* **Description of the task**
Will you transcribe all the entries word for word, skipping the pictures they hold?

* **Source material**
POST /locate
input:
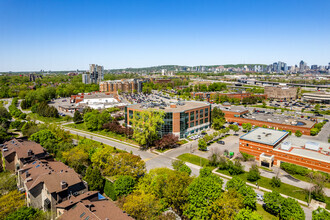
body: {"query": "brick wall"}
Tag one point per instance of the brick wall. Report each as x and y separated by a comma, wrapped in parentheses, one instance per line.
(231, 118)
(256, 149)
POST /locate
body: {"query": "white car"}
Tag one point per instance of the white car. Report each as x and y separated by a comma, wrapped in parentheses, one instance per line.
(260, 197)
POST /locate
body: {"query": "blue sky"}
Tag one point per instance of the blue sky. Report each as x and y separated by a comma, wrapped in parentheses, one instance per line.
(71, 34)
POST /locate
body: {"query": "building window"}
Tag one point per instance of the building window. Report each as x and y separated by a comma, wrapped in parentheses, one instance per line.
(192, 116)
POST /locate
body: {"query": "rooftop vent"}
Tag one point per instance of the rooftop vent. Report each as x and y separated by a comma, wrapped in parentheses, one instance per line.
(63, 184)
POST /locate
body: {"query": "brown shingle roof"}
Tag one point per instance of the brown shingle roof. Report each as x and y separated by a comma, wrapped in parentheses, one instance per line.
(22, 148)
(101, 209)
(51, 173)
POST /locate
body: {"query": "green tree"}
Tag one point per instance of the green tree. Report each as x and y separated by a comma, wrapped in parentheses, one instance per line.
(26, 213)
(320, 214)
(247, 192)
(77, 117)
(76, 158)
(247, 214)
(290, 209)
(109, 161)
(146, 125)
(203, 191)
(235, 128)
(227, 206)
(202, 145)
(273, 202)
(141, 205)
(94, 179)
(298, 133)
(124, 185)
(247, 126)
(253, 174)
(218, 123)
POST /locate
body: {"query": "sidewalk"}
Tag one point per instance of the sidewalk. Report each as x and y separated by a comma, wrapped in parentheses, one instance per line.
(259, 188)
(285, 178)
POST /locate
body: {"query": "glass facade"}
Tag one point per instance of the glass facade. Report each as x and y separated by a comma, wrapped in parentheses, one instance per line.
(167, 127)
(192, 116)
(184, 119)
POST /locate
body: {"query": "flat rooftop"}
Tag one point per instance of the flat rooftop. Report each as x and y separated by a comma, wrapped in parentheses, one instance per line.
(180, 106)
(280, 118)
(232, 108)
(298, 148)
(264, 136)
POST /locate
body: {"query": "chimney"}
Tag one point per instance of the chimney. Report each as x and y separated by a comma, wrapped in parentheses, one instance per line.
(63, 184)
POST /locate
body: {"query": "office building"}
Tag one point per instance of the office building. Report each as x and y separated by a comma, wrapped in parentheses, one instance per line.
(280, 92)
(95, 75)
(271, 147)
(321, 97)
(181, 119)
(123, 85)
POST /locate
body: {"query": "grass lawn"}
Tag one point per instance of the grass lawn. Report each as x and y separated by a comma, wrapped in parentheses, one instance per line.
(82, 127)
(46, 119)
(265, 215)
(285, 189)
(199, 161)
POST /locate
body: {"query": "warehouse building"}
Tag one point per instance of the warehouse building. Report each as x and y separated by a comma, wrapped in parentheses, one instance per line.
(240, 115)
(181, 118)
(272, 147)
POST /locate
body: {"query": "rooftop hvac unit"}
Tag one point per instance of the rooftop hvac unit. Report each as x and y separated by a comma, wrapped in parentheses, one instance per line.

* **Answer to this exercise**
POST /locate
input:
body: {"query": "brick wall"}
Tag one point per instance of the brick wall. Report each as x and y separated by a comma, wrapped in parentheses, one instance per line.
(231, 118)
(256, 149)
POST /locate
body: {"query": "white car"}
Tag one point per instance of the white car. Report each as x and y separated by a comma, wrapped in parentheses, one instance per line.
(260, 197)
POST /locate
body: {"query": "blue sky"}
Tag one point per instance of the blue sky. Report each as x and y separated by a comma, wrapped in parentheses, one instance per line.
(71, 34)
POST /locate
body: {"query": "building window"}
Tag one point per instance of the building window. Report each as x and y separated by a comma, wrapped in parentheses, one instance per line.
(192, 116)
POST /locate
body: {"query": "rooftop vent"}
Tag one point per instance of the rooftop vent. Report each as x and y separated by a comma, wrapped in parentheses, one instance per line.
(63, 184)
POST /locate
body: {"query": "brown shingle roof"}
Tag one point per instance of the brown shingle roof. Report each as x and y separated by a comma, wrapped in parentheses, one instance per line.
(22, 148)
(101, 209)
(51, 173)
POST /locate
body: {"query": "green tree"}
Tag one point per instance of the green tree. Report each as x and y separated by a comma, wrapped in parentheses, one instance per line.
(26, 213)
(320, 214)
(247, 192)
(77, 117)
(76, 158)
(247, 214)
(290, 209)
(109, 161)
(146, 125)
(203, 191)
(235, 128)
(227, 206)
(202, 145)
(273, 202)
(141, 205)
(94, 179)
(298, 133)
(124, 185)
(247, 126)
(253, 174)
(218, 123)
POST /locate
body: {"query": "sidewalk"}
Tag one point per instance of the sidewalk. Report each as x and y separated by a comma, wrapped in parentheses, one instance per line.
(259, 188)
(285, 178)
POST /locate
body: {"query": "glass facade"}
Tag one point per instance of the glass facade. Report each as x and y separated by a comma, wrapped in parentheses, one instance per line.
(167, 127)
(192, 116)
(184, 119)
POST /locate
body: {"query": "flat rooftop"}
Tag one point per instance of the flat rooftop. Report each as x and y separated by a comma, wrapped in parentheses, one instance per line.
(180, 106)
(280, 118)
(232, 108)
(298, 148)
(264, 136)
POST /locate
body: {"query": "chimney"}
Tag one point per instance of the chimney. Report each as x and y separated by a comma, wrapped in parentheses, one instance per line.
(63, 184)
POST /locate
body: {"query": "office building"}
Tag one point per instance of the office building. Report each as x and y separated by a comma, wrapped in parentheses, one instance per line.
(280, 92)
(95, 75)
(271, 147)
(321, 97)
(181, 119)
(123, 85)
POST /locate
body: {"query": "grass lawn"}
Tag one point per instance of the grass lawn. Report each as x and y separated by a comma, wrapped in parentheses, one instance per line.
(82, 127)
(46, 119)
(265, 215)
(285, 189)
(199, 161)
POST /locate
body: {"query": "warehouse building"}
Tag one point per instance of the warehouse building. Report each as x and y separated by a comma, wrapped in parentheses, one instance per line.
(240, 115)
(181, 118)
(272, 147)
POST /locate
body: {"query": "rooftop hvac unit"}
Tag one point per instance of the rooftop hvac unit. Report each as x and y separated by a comma, wrapped in parentheses, one instance per line.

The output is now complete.